En France aussi, la réforme de 2015 du Code civil a permis de modifier le statut des animaux, les distinguant ainsi des autres « biens » et les reconnaissant désormais en tant qu’« êtres sensibles ».
Cependant, le combat continue. En effet, les idées d’un autre temps et les clichés voulant que les zoos demeurent des lieux pédagogiques permettant de sauvegarder des espèces en voie de disparition et d’offrir l’opportunité au grand public d’observer leur comportement au quotidien ont la dent dure. Le manque d’espace, le stress généré par l’afflux constant de visiteurs et un mode de vie à mille lieux de leur habitat naturel amènent les animaux captifs à se comporter de manière bien différente qu’ils ne le feraient à l’état sauvage, rendant ainsi obsolètes les arguments avancés par les partisans des zoos.

> Consignes de l'exercice:
A. Relevez tous les facteurs qui, d'après le texte sur le statut des animaux, amènent les animaux captifs à se comporter autrement qu'à l'état sauvage.
B. Selon le texte sur le statut des animaux, en tant que quoi la réforme de 2015 du Code civil reconnaît-elle désormais les animaux ?
C. Reprenez le texte sur le statut des animaux là où il s'arrête et rédigez-en la suite.

> Données disponibles:
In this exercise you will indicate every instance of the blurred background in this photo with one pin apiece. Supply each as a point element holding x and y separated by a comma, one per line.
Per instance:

> Réponses par consigne:
A.
- le manque d'espace
- le stress généré par l'afflux constant de visiteurs
- un mode de vie à mille lieux de leur habitat naturel

B. En tant qu'« êtres sensibles ».

C.
Plus nous en découvrons à leur sujet – empathie, sensibilité, communication, mémoire… – et plus il devient difficile de percevoir les animaux comme de simples produits à exhiber et à exploiter.
L’humain, avec l’ouverture de ces fameux écoparcs, en est donc aujourd’hui à essayer de réparer ses erreurs, à tenter de rafistoler les pots cassés… pour enfin cesser de considérer l’animal comme une espèce inférieure ? Seul l’avenir le dira. En attendant, les initiatives argentines sont d’ores et déjà scrutées de très près par ceux que les histoires d’Arturo et de Sandra ont touchés en plein cœur.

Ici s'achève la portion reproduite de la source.